# My Sister's husband the IDIOT



## Maine-Marine (Mar 7, 2014)

My sister lives in Margate Florida.. 4+ miles from the beach and just up from Ft Lauderdale.

Her husband is refusing to leave and they are going to stay for the storm (after all they made it through Wilma)

I have coached, pleaded, used facts, etc.. but they are staying (even though they have 2 kids under 15)

I told her leave him there and head north with the kids

they are scrounging plywood, low on food, low on propane, no generator, etc, etc etc

hate to say this but there is no cure for stupid.......


----------



## Denton (Sep 18, 2012)

I'm sorry.


----------



## TG (Jul 28, 2014)

Ugh awful stupidity...


----------



## Sasquatch (Dec 12, 2014)

Although I'm sure it is possible to come out the other side relatively unscathed but why would anyone want to risk it.

I'll keep good thoughts for your sis and the kids but the husband is on his own.

Sent from my SM-G900V using Tapatalk


----------



## Maine-Marine (Mar 7, 2014)

Both I and my other sister who lives in Canada are like............... WTF, if it is just you - ok, but you have two young kids..and you are not prepared at all....


----------



## Annie (Dec 5, 2015)

Sorry to hear it. Let's hope the old saying that "God takes care of children and idiots" holds true for your extended family.


----------



## Camel923 (Aug 13, 2014)

Idiot was the correct word choice. Pray that their stupidity doesn't harm the kids.


----------



## Old SF Guy (Dec 15, 2013)

Maine-Marine said:


> My sister lives in Margate Florida.. 4+ miles from the beach and just up from Ft Lauderdale.
> 
> Her husband is refusing to leave and they are going to stay for the storm (after all they made it through Wilma)
> 
> ...


unfortunately there is...Stupid isn't drown proof. I wish them luck.


----------



## RJAMES (Dec 23, 2016)

Niece and family who lives in Ft Lauderdale was in Minnesota for most of the summer they ere supposed to return this week but decided to wait another week or two. Very glad they are safe.


----------



## Prepared One (Nov 5, 2014)

No food, generator, supplies.....totally unprepared and endangering his family. I was well prepared and had a plan. A proud fool is still a fool. I hope your sister and her kids survive despite his lack of judgement MM.


----------



## Urinal Cake (Oct 19, 2013)

Maybe we'll see him on the news!


----------



## rstanek (Nov 9, 2012)

This is just one reason pride is a sin......we will pray for their safety......


----------



## indie (Sep 7, 2013)

→ **Source material**:

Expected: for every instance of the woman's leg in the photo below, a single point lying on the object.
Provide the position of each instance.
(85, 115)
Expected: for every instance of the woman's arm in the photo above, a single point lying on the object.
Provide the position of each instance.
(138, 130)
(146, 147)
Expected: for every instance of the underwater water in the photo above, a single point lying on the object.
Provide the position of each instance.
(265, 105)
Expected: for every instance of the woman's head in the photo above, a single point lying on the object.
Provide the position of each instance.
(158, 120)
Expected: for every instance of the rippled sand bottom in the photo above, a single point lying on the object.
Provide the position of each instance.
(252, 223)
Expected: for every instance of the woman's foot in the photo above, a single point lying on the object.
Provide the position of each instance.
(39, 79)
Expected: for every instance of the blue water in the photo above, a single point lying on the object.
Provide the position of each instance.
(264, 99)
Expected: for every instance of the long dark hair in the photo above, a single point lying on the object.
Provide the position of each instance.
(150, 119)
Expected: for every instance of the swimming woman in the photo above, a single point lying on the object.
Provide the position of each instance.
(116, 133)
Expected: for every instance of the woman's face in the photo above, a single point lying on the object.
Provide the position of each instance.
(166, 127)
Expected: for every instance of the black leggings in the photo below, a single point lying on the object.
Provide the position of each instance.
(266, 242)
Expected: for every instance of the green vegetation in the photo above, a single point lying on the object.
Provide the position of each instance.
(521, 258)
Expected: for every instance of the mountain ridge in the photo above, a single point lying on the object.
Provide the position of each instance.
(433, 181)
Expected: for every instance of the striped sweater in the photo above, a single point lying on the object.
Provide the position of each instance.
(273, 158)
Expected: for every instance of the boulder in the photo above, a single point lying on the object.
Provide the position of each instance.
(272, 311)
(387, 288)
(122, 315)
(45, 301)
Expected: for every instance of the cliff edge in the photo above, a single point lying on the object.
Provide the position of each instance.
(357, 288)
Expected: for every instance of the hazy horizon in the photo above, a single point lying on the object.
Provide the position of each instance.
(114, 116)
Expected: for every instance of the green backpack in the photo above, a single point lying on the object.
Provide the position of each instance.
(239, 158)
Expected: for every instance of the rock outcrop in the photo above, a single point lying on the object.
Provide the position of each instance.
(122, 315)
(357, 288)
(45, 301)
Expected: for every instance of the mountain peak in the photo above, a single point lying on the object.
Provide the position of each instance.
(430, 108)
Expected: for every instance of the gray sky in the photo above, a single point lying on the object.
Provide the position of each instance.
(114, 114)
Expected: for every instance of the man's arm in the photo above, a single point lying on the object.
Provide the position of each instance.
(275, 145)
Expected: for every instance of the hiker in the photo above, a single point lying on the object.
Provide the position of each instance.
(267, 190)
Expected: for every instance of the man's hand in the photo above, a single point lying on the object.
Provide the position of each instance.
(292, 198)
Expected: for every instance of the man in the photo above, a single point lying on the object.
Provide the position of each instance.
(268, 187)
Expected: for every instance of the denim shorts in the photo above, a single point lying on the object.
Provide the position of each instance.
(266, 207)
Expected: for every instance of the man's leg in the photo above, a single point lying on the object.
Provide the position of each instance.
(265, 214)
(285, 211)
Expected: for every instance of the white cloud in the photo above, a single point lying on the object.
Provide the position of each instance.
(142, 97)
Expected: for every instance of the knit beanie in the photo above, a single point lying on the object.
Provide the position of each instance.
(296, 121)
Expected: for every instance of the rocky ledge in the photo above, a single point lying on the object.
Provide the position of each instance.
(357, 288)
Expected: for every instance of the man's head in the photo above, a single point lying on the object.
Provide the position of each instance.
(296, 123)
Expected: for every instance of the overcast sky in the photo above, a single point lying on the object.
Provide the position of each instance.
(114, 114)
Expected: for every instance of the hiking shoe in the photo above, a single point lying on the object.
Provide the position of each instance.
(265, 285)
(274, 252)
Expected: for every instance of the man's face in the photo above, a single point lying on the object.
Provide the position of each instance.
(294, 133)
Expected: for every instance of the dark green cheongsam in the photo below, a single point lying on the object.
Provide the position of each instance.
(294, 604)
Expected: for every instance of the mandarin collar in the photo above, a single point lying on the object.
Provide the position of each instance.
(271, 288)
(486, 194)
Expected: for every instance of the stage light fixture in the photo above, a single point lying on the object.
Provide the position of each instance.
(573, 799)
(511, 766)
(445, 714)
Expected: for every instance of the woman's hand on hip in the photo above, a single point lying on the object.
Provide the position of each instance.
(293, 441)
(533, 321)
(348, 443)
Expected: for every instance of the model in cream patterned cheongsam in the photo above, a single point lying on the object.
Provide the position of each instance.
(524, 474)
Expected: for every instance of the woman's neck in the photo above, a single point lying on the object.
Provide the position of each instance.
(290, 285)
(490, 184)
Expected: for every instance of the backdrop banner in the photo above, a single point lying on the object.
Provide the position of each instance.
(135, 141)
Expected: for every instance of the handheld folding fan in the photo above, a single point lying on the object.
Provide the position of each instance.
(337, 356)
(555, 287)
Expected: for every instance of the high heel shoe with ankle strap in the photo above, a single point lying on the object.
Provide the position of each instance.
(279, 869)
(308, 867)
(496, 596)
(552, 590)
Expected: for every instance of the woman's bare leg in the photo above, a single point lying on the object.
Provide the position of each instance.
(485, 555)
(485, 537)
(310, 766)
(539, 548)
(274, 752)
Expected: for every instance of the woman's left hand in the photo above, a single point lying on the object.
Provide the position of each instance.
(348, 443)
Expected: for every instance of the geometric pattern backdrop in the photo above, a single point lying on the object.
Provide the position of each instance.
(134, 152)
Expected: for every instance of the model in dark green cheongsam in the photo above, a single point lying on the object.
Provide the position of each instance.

→ **What needs to be done**: In the forum thread about a sister's husband who refuses to leave before the storm, how far from the beach does the sister live?

→ **Task result**: More than 4 miles.